### Work to do
Reproduce every row below word for word, with no changes.

### Items from a dataset
☆ ☆ ☆ ☆

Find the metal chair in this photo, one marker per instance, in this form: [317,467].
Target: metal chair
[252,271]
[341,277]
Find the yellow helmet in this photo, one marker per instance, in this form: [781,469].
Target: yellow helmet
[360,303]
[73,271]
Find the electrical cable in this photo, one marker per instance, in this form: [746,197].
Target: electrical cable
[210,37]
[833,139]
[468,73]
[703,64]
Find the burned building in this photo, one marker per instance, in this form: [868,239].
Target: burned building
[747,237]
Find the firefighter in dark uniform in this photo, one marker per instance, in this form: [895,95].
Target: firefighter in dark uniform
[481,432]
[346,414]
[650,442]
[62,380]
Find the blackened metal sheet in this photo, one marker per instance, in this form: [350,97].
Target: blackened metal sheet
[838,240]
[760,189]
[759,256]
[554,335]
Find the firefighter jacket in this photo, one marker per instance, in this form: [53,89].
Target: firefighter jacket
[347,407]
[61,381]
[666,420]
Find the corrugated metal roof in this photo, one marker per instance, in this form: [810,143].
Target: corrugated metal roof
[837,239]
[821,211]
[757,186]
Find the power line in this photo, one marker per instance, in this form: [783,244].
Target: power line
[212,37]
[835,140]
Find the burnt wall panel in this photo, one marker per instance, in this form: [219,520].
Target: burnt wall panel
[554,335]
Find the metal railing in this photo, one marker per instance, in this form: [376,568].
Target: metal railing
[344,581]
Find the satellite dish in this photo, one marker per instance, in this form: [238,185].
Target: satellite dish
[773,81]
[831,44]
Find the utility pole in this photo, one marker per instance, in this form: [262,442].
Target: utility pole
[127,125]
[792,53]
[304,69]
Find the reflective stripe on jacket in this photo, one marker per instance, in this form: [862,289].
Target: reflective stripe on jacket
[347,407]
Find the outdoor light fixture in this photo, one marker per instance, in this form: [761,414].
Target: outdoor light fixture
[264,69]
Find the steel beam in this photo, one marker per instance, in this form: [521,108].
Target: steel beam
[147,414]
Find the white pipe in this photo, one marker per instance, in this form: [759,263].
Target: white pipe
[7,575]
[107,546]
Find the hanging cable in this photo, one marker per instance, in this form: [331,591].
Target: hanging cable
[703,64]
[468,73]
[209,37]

☆ ☆ ☆ ☆

### Solution to this exercise
Find the metal chair in this photo, one marker per instance, in this form: [317,467].
Target: metal chair
[252,271]
[341,277]
Find the yellow helmet in this photo, one marker per instance, in this form: [781,469].
Target: yellow helmet
[360,303]
[73,271]
Find the electrical cable in this photo, one marker per instance, in this form: [746,197].
Target: electrical cable
[210,37]
[833,139]
[468,73]
[703,64]
Find the burned building in this photo, one marker per instance, in this form: [868,239].
Target: burned building
[747,237]
Find the firefighter in dark uniform in this photo, one marker per instance, in this form: [895,95].
Target: firefighter in dark uniform
[481,432]
[346,414]
[650,442]
[62,380]
Find the blackened metal sheet in this photo, one marker per instance, in this form: [350,97].
Target: blackened metal sheet
[838,240]
[760,189]
[759,256]
[554,335]
Find the firefighter jacket in this photo, one marker per instance, in this form: [53,89].
Target: firefighter jacket
[347,407]
[61,381]
[666,420]
Find the corrugated metal roof in this photo, one marker per instance, in this form: [810,143].
Target: corrugated metal roof
[837,239]
[821,211]
[757,186]
Find the power line in this photo, one marker per instance, in this form: [783,244].
Target: power line
[212,37]
[835,140]
Find the burnt wall panel in this photo, one marker per instance, in this form: [219,520].
Target: burnt wall panel
[554,335]
Find the metal railing in this photo, one marker per instance, in this form: [376,568].
Target: metal railing
[344,581]
Find the satellite dish in this photo, one marker per instance, in this form: [238,185].
Target: satellite dish
[773,81]
[831,44]
Find the utility pole in this photo, one marker per instance, in this form: [262,442].
Target: utility pole
[127,125]
[792,53]
[304,69]
Find the reflective stripe on jacket in this photo, one marker per instance, in this form: [862,289].
Target: reflective stripe on jacket
[347,407]
Find the outdoor light fixture in this photo, one marker per instance, in this form: [761,414].
Target: outdoor light fixture
[264,69]
Find the steel beam in this photo, one marker per instance, in this form: [521,108].
Target: steel beam
[147,414]
Find the white pipe in this photo, one marker per instance, in this form: [759,263].
Target: white pipe
[7,575]
[107,546]
Find the hanging cable in this photo, one marker per instance, in this form: [331,591].
Target: hanging cable
[703,64]
[468,73]
[209,37]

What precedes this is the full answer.